Quant aux montagnes par couches, M. Schulze croit que différentes parties de la terre ont essuyé à plusieurs reprises des inondations distinctes, qui ont déposé des lits différents, et dont les dépôts se sont faits tantôt dans des eaux tranquilles, tantôt dans des eaux violemment agitées. Ces inondations ont quelquefois couvert le sommet des montagnes les plus anciennes ; c'est pour cela qu'il y en a où l'on trouve des couches de terre, et des amas de pierres et de débris. C'est ainsi qu'il nous apprend avoir trouvé le sommet du mont Rigi en Suisse, couvert d'un amas de pierres roulées et liées les unes aux autres par un gluten composé de limon et de sable. Il prétend qu'il y a eu autant d'inondations, qu'il y a de couches différentes ; que ces inondations se sont faites à une grande distance les unes des autres ; que les tremblements de la terre et ses affaissements ont dérangé et détruit quelques montagnes ; d'où l'on voit qu'elles n'ont pu être formées ni en même temps, ni de la même manière. Voyez TERRE (couches de la).

Enfin, M. Rouelle a un sentiment sur la formation des montagnes qu'il faut espérer qu'il communiquera quelque jour au public ; en attendant voici les principaux points de son système, qui parait avoir beaucoup de vraisemblance. Il suppose que dans l'origine des choses les substances qui composent notre globe nâgeaient dans un fluide ; que les parties similaires qui composent les grandes montagnes, se sont rapprochées les unes des autres, et ont formé au fond des eaux une crystallisation. Ainsi il regarde toutes les montagnes primitives comme des crystaux qui se sont quelquefois grouppés et réunis à la manière des sels, et qui quelquefois se sont trouvés isolés. Ce sentiment acquerra beaucoup de probabilité, quand on fera attention à la forme pyramidale que les grandes montagnes affectent pour l'ordinaire, et que les pierres en se formant suivent toujours une espèce de régularité dans le tissu ou l'arrangement de leurs parties. A l'égard des montagnes par couches, M. Rouelle les attribue tant au séjour de la mer, qu'au déluge universel, aux inondations locales, et aux autres révolutions particulières, arrivées à quelques portions de notre globe. (-)

MONTAGNES, s. f. (Géographie) dans l'article qui précède on a considéré les montagnes en physicien ; dans celui-ci on Ve les considérer relativement à la Géographie, c'est-à-dire, suivant leur position, leur hauteur, leur étendue en longueur, qui sert souvent de limites entre les peuples, et leurs rapports.

### Défi A
Rendez sous forme de liste JSON de chaînes, une par ligne et sans les lignes vides, les lignes des enregistrements en partant de celle qui contient "mask job: weathered stone surface" et en terminant par celle qui contient "Give the mask of every instance of the weathered".
Le texte et les enregistrements n'ont aucun lien entre eux.

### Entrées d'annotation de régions
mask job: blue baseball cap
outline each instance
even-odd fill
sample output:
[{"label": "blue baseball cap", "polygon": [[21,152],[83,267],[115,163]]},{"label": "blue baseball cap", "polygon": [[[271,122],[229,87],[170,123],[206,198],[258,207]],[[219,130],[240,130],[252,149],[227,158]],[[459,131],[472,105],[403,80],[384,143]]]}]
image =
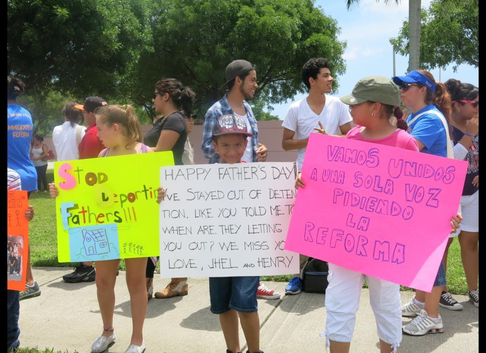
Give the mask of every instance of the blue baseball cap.
[{"label": "blue baseball cap", "polygon": [[416,70],[412,70],[407,74],[407,76],[395,76],[393,79],[395,84],[399,86],[401,85],[404,82],[410,83],[418,82],[426,87],[432,93],[435,92],[435,84],[428,77]]}]

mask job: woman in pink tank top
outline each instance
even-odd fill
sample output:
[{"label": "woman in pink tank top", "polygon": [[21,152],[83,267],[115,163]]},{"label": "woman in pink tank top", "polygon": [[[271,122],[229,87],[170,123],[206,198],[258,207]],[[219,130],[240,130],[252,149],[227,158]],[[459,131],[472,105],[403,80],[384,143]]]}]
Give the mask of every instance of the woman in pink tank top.
[{"label": "woman in pink tank top", "polygon": [[[130,105],[108,105],[95,111],[98,137],[106,146],[98,157],[123,156],[153,152],[154,150],[140,141],[142,133],[138,118]],[[59,194],[54,184],[50,184],[51,195]],[[96,288],[100,312],[103,321],[103,332],[91,346],[92,352],[104,351],[114,342],[113,328],[115,304],[115,281],[119,259],[96,261]],[[145,267],[147,257],[126,258],[127,285],[130,293],[133,325],[130,345],[126,353],[142,353],[145,349],[142,329],[147,311]]]}]

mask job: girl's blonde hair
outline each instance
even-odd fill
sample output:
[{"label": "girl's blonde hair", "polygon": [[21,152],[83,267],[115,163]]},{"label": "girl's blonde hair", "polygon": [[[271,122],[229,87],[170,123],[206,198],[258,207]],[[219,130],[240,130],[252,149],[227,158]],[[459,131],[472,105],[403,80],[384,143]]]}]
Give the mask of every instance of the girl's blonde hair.
[{"label": "girl's blonde hair", "polygon": [[134,142],[142,142],[140,123],[132,106],[107,105],[99,107],[95,110],[95,115],[105,125],[112,126],[113,124],[117,124],[122,126],[124,135],[128,138],[130,141],[125,146],[125,148]]}]

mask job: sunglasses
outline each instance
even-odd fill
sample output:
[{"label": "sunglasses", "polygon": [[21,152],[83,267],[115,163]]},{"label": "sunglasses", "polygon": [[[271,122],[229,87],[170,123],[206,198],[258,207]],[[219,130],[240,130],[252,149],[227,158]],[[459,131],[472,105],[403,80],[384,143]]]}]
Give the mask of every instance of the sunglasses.
[{"label": "sunglasses", "polygon": [[400,89],[403,91],[404,92],[406,92],[409,90],[409,89],[412,87],[412,86],[416,86],[416,87],[422,87],[421,84],[414,84],[413,83],[410,83],[408,82],[402,82],[401,84],[400,85]]},{"label": "sunglasses", "polygon": [[459,101],[453,101],[452,104],[454,104],[456,102],[460,102],[462,103],[469,103],[472,106],[473,108],[477,108],[479,105],[479,101],[468,101],[467,99],[460,99]]}]

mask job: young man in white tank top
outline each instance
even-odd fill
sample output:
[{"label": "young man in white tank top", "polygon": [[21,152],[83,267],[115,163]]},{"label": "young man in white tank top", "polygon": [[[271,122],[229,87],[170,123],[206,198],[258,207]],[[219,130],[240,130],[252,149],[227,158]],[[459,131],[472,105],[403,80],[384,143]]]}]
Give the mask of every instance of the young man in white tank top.
[{"label": "young man in white tank top", "polygon": [[[290,105],[282,126],[282,148],[297,150],[297,168],[302,171],[302,162],[311,133],[323,129],[330,135],[345,136],[351,129],[352,118],[348,107],[339,98],[327,95],[333,88],[334,79],[331,75],[330,65],[322,58],[309,60],[302,68],[302,80],[309,95]],[[300,270],[308,256],[300,255]],[[300,293],[302,281],[296,276],[285,288],[286,294]]]}]

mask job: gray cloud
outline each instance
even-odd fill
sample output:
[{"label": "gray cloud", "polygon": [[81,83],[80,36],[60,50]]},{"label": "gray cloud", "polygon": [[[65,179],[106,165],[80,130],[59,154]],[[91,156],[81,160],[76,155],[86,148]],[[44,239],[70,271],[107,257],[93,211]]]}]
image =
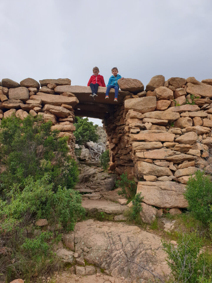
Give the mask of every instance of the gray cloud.
[{"label": "gray cloud", "polygon": [[212,77],[210,0],[1,0],[0,80]]}]

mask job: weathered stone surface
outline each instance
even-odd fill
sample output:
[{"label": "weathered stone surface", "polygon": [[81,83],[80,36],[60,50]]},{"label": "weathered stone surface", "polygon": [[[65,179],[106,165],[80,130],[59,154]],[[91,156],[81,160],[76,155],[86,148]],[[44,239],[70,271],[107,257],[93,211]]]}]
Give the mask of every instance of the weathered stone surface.
[{"label": "weathered stone surface", "polygon": [[183,208],[188,205],[183,194],[185,186],[172,181],[139,182],[137,193],[141,192],[143,201],[158,207]]},{"label": "weathered stone surface", "polygon": [[208,119],[203,119],[202,121],[203,127],[212,128],[212,120],[209,120]]},{"label": "weathered stone surface", "polygon": [[22,279],[15,279],[11,281],[10,283],[24,283],[24,281]]},{"label": "weathered stone surface", "polygon": [[49,104],[45,104],[43,107],[42,111],[43,112],[49,111],[59,118],[67,118],[71,114],[70,111],[63,107]]},{"label": "weathered stone surface", "polygon": [[76,97],[69,97],[61,95],[49,94],[42,92],[38,92],[36,95],[30,96],[31,99],[36,99],[39,97],[42,99],[43,104],[50,104],[56,106],[61,106],[62,104],[67,104],[73,107],[79,103],[79,100]]},{"label": "weathered stone surface", "polygon": [[189,104],[186,104],[185,105],[181,105],[180,106],[175,106],[173,107],[170,107],[166,110],[166,111],[172,111],[173,112],[178,112],[182,113],[186,111],[191,112],[192,111],[199,111],[200,108],[198,105],[192,105]]},{"label": "weathered stone surface", "polygon": [[144,141],[145,142],[173,142],[175,135],[168,133],[143,133],[141,132],[138,134],[130,134],[130,136],[133,141]]},{"label": "weathered stone surface", "polygon": [[203,127],[202,126],[187,127],[186,128],[186,130],[187,132],[194,132],[196,133],[198,135],[203,135],[204,134],[210,133],[211,131],[210,129],[206,127]]},{"label": "weathered stone surface", "polygon": [[175,98],[175,103],[177,104],[179,104],[180,106],[184,105],[186,102],[186,96],[184,95],[179,96],[177,98]]},{"label": "weathered stone surface", "polygon": [[54,94],[54,91],[53,89],[50,89],[46,86],[43,86],[39,90],[40,92],[43,92],[45,93],[49,93],[49,94]]},{"label": "weathered stone surface", "polygon": [[160,86],[163,86],[165,82],[165,78],[162,75],[158,75],[153,77],[146,87],[146,91],[153,91],[155,88]]},{"label": "weathered stone surface", "polygon": [[145,203],[141,203],[142,210],[140,213],[140,215],[142,221],[145,223],[151,224],[155,220],[158,213],[158,210],[155,207],[148,205]]},{"label": "weathered stone surface", "polygon": [[143,123],[151,123],[156,125],[165,126],[168,123],[168,120],[163,120],[159,119],[152,119],[151,118],[144,118],[143,119]]},{"label": "weathered stone surface", "polygon": [[40,105],[42,103],[42,99],[40,98],[39,96],[37,99],[28,99],[26,102],[26,104],[33,104],[36,103],[37,104],[39,104]]},{"label": "weathered stone surface", "polygon": [[168,100],[174,99],[173,91],[165,86],[157,88],[154,91],[156,93],[156,96],[158,99]]},{"label": "weathered stone surface", "polygon": [[[191,105],[191,106],[196,106],[196,105]],[[194,117],[201,117],[203,118],[206,117],[208,116],[207,113],[204,111],[200,111],[198,109],[195,110],[195,112],[186,112],[185,113],[182,113],[180,116],[182,117],[190,117],[190,118],[193,118]]]},{"label": "weathered stone surface", "polygon": [[[181,107],[181,106],[178,107]],[[168,108],[168,109],[169,109],[170,108]],[[148,112],[145,113],[144,114],[144,116],[145,118],[162,119],[168,120],[169,121],[174,121],[175,120],[176,120],[180,117],[180,114],[178,113],[169,112],[166,111],[154,111],[153,112]]]},{"label": "weathered stone surface", "polygon": [[9,90],[9,99],[20,99],[22,101],[26,101],[29,99],[29,94],[28,89],[21,86]]},{"label": "weathered stone surface", "polygon": [[138,93],[137,93],[137,95],[139,97],[143,97],[143,96],[145,96],[146,94],[146,92],[145,91],[142,91],[141,92],[139,92]]},{"label": "weathered stone surface", "polygon": [[1,84],[2,86],[8,88],[18,88],[20,86],[18,83],[17,83],[12,80],[10,80],[10,79],[2,79]]},{"label": "weathered stone surface", "polygon": [[124,78],[118,80],[118,84],[122,91],[138,93],[143,91],[144,85],[140,81],[136,79]]},{"label": "weathered stone surface", "polygon": [[200,117],[194,117],[192,120],[193,126],[201,126],[202,125],[203,121]]},{"label": "weathered stone surface", "polygon": [[201,82],[203,83],[205,83],[206,85],[212,85],[212,79],[206,79],[205,80],[203,80]]},{"label": "weathered stone surface", "polygon": [[16,112],[16,116],[18,117],[21,120],[26,118],[28,116],[28,113],[26,111],[24,111],[22,109],[19,109],[17,110]]},{"label": "weathered stone surface", "polygon": [[138,161],[135,165],[137,176],[143,177],[144,175],[151,175],[157,177],[173,175],[170,169],[167,167],[157,166],[155,164],[144,161]]},{"label": "weathered stone surface", "polygon": [[143,119],[144,118],[144,116],[141,113],[137,112],[136,111],[130,111],[127,113],[126,116],[126,119]]},{"label": "weathered stone surface", "polygon": [[148,182],[154,182],[156,181],[157,179],[156,176],[152,175],[144,175],[143,178]]},{"label": "weathered stone surface", "polygon": [[187,93],[199,96],[200,97],[212,97],[212,85],[199,82],[198,84],[188,83],[186,86]]},{"label": "weathered stone surface", "polygon": [[55,125],[51,127],[52,131],[58,130],[61,132],[72,132],[76,130],[75,126],[73,125]]},{"label": "weathered stone surface", "polygon": [[73,253],[71,251],[60,248],[56,251],[56,254],[62,259],[63,262],[73,263]]},{"label": "weathered stone surface", "polygon": [[176,215],[181,214],[182,212],[179,208],[170,208],[169,211],[169,214],[171,215]]},{"label": "weathered stone surface", "polygon": [[119,203],[105,200],[98,200],[97,202],[87,198],[83,199],[82,205],[87,211],[91,212],[102,212],[108,214],[123,213],[127,208],[127,207],[122,205]]},{"label": "weathered stone surface", "polygon": [[41,86],[47,86],[48,84],[55,83],[57,85],[71,85],[71,81],[69,79],[57,79],[56,80],[47,79],[39,80]]},{"label": "weathered stone surface", "polygon": [[15,113],[16,112],[16,109],[12,108],[11,109],[10,109],[8,111],[6,111],[4,113],[4,118],[7,118],[8,117],[10,117],[12,114],[13,113]]},{"label": "weathered stone surface", "polygon": [[174,98],[176,99],[180,96],[186,96],[186,92],[185,88],[177,88],[174,92]]},{"label": "weathered stone surface", "polygon": [[48,122],[50,120],[52,122],[53,125],[56,124],[57,122],[56,116],[54,114],[50,114],[49,113],[43,113],[42,112],[39,112],[38,115],[41,115],[43,116],[44,121],[45,122]]},{"label": "weathered stone surface", "polygon": [[177,128],[183,129],[186,127],[192,126],[193,123],[192,119],[189,117],[181,117],[176,120],[174,126]]},{"label": "weathered stone surface", "polygon": [[71,92],[63,92],[60,95],[63,95],[64,96],[75,96],[75,95]]},{"label": "weathered stone surface", "polygon": [[23,110],[24,111],[28,111],[28,112],[29,112],[30,110],[34,109],[36,107],[38,107],[41,109],[41,105],[39,104],[37,104],[36,103],[31,104],[24,104],[24,103],[22,103],[21,104],[21,107]]},{"label": "weathered stone surface", "polygon": [[48,221],[46,219],[39,219],[35,222],[35,225],[37,226],[45,226],[48,225]]},{"label": "weathered stone surface", "polygon": [[197,135],[194,132],[186,133],[175,139],[175,142],[179,144],[193,144],[198,139]]},{"label": "weathered stone surface", "polygon": [[40,88],[40,84],[38,82],[31,78],[28,78],[21,80],[20,82],[20,85],[25,88],[36,88],[39,89]]},{"label": "weathered stone surface", "polygon": [[179,169],[175,172],[174,175],[177,178],[179,178],[182,176],[189,176],[194,174],[198,170],[198,168],[192,167],[184,169]]},{"label": "weathered stone surface", "polygon": [[23,101],[20,99],[9,99],[3,102],[2,106],[7,109],[11,109],[11,108],[19,109],[21,108],[21,105]]},{"label": "weathered stone surface", "polygon": [[143,113],[153,111],[156,108],[156,98],[154,96],[139,97],[133,99],[128,99],[125,101],[126,112],[130,109]]},{"label": "weathered stone surface", "polygon": [[[166,275],[170,272],[165,261],[166,255],[161,246],[160,238],[136,226],[121,222],[100,222],[89,219],[77,223],[75,231],[75,238],[77,241],[75,245],[76,252],[79,255],[83,254],[88,264],[94,264],[107,270],[108,273],[112,276],[127,278],[130,274],[132,281],[131,274],[137,275],[139,268],[136,265],[129,265],[126,261],[119,260],[120,257],[117,256],[117,251],[114,247],[120,245],[120,241],[129,256],[132,257],[136,253],[137,260],[139,262],[142,261],[148,266],[152,265],[151,268],[163,278],[164,274]],[[111,244],[111,237],[114,243],[112,245]],[[148,252],[142,252],[144,249],[146,250],[147,246]],[[157,251],[157,253],[154,253],[153,251]],[[161,262],[164,264],[161,264]],[[147,281],[149,274],[143,273],[142,278],[145,275],[144,278]],[[96,278],[95,277],[90,282],[95,282]],[[85,282],[88,279],[85,278]],[[113,282],[111,279],[110,281]],[[102,282],[110,283],[110,281],[104,277]],[[118,279],[116,279],[115,282],[120,283],[124,281],[122,279],[120,282]]]},{"label": "weathered stone surface", "polygon": [[[136,155],[141,158],[150,158],[151,159],[164,159],[166,160],[169,157],[180,154],[179,152],[172,150],[168,148],[153,149],[144,152],[137,152]],[[150,174],[149,174],[150,175]],[[153,174],[154,175],[154,174]]]},{"label": "weathered stone surface", "polygon": [[74,238],[74,232],[70,232],[68,234],[64,234],[62,236],[65,245],[73,251],[75,249]]},{"label": "weathered stone surface", "polygon": [[132,150],[138,150],[143,149],[151,149],[161,148],[163,145],[159,142],[137,142],[132,143]]},{"label": "weathered stone surface", "polygon": [[178,77],[171,78],[168,80],[169,85],[174,87],[175,88],[182,88],[182,86],[185,85],[186,82],[185,79]]},{"label": "weathered stone surface", "polygon": [[156,103],[156,110],[163,111],[167,109],[171,104],[169,100],[158,100]]}]

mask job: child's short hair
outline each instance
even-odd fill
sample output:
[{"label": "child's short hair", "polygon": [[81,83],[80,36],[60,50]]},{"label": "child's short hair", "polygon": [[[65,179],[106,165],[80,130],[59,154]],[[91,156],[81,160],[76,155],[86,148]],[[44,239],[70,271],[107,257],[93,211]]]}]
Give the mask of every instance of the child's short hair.
[{"label": "child's short hair", "polygon": [[97,71],[98,71],[98,72],[99,72],[99,68],[98,68],[98,67],[94,67],[93,68],[93,73],[94,72],[94,71],[95,70],[96,70]]},{"label": "child's short hair", "polygon": [[117,68],[117,67],[113,67],[113,68],[112,68],[111,70],[111,72],[113,71],[113,70],[116,70],[117,72],[118,72],[118,69]]}]

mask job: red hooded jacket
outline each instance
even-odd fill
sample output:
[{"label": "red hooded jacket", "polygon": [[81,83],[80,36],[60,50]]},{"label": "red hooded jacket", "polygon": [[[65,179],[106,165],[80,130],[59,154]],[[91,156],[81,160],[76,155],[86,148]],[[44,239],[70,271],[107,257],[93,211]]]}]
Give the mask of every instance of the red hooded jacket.
[{"label": "red hooded jacket", "polygon": [[103,76],[100,75],[98,75],[97,76],[95,76],[95,75],[92,75],[88,83],[88,86],[90,85],[90,83],[93,83],[94,85],[95,83],[97,83],[100,86],[106,86]]}]

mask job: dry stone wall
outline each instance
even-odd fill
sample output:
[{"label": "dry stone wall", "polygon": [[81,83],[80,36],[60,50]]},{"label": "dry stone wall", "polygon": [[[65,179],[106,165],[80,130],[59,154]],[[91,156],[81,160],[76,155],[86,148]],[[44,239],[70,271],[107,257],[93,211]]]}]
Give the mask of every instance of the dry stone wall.
[{"label": "dry stone wall", "polygon": [[54,90],[58,85],[70,85],[71,80],[44,80],[40,83],[41,88],[38,82],[30,78],[20,83],[3,79],[0,82],[0,119],[8,117],[14,113],[21,119],[30,113],[34,116],[41,115],[45,122],[50,120],[52,129],[58,130],[59,136],[68,137],[69,154],[75,158],[73,107],[79,101],[72,93],[59,95]]},{"label": "dry stone wall", "polygon": [[158,75],[151,79],[145,91],[138,80],[120,80],[121,91],[116,105],[112,91],[109,101],[105,101],[106,88],[101,88],[98,102],[91,102],[90,88],[71,88],[68,79],[39,81],[28,78],[19,83],[2,80],[0,119],[13,113],[23,119],[30,113],[51,120],[52,129],[69,137],[69,154],[75,158],[74,108],[82,114],[87,103],[90,110],[99,107],[98,115],[105,117],[109,172],[127,172],[138,182],[137,192],[144,196],[145,209],[152,205],[161,208],[157,210],[158,215],[161,208],[179,212],[176,209],[187,205],[183,193],[190,176],[199,168],[212,172],[212,79],[200,82],[193,77],[172,78],[165,81]]}]

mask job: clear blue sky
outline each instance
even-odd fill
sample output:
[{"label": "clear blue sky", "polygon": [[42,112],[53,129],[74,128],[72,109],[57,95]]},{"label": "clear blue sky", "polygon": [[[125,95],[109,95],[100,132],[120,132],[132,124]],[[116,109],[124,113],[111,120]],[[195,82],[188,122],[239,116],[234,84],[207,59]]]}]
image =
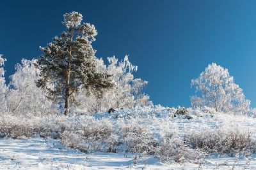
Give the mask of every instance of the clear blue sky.
[{"label": "clear blue sky", "polygon": [[214,62],[255,107],[255,8],[256,1],[1,1],[0,53],[9,76],[64,30],[64,13],[76,11],[99,32],[97,56],[129,54],[155,104],[189,106],[191,80]]}]

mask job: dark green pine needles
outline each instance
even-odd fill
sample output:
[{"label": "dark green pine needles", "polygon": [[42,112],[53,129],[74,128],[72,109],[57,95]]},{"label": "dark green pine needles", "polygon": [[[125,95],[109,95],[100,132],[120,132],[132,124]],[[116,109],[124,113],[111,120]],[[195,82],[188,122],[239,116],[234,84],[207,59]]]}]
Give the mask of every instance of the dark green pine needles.
[{"label": "dark green pine needles", "polygon": [[93,25],[81,22],[81,14],[65,13],[62,22],[67,27],[60,36],[55,36],[46,47],[36,67],[40,70],[36,85],[47,90],[47,96],[56,101],[65,101],[68,115],[70,104],[80,87],[100,96],[104,89],[113,86],[111,75],[97,70],[95,51],[92,46],[97,34]]}]

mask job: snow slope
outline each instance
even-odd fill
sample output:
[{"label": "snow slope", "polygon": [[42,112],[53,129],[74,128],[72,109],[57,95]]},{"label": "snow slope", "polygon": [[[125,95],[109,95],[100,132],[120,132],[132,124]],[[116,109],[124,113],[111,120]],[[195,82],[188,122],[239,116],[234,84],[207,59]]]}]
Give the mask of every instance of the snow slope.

### Défi B
D'après l'extrait sur les montagnes, de quoi M. Schulze a-t-il trouvé couvert le sommet du mont Rigi en Suisse ?

### Réponse attendue A
[
  "mask job: weathered stone surface",
  "outline each instance",
  "even-odd fill",
  "sample output:",
  "[{\"label\": \"weathered stone surface\", \"polygon\": [[81,83],[80,36],[60,50]]},{\"label\": \"weathered stone surface\", \"polygon\": [[[65,179],[106,165],[80,130],[59,154]],[[91,156],[81,160],[76,155],[86,148]],[[44,239],[70,271],[107,257],[93,211]]]}]",
  "Give the mask of every instance of the weathered stone surface."
]

### Réponse attendue B
D'un amas de pierres roulées, liées les unes aux autres par un gluten composé de limon et de sable.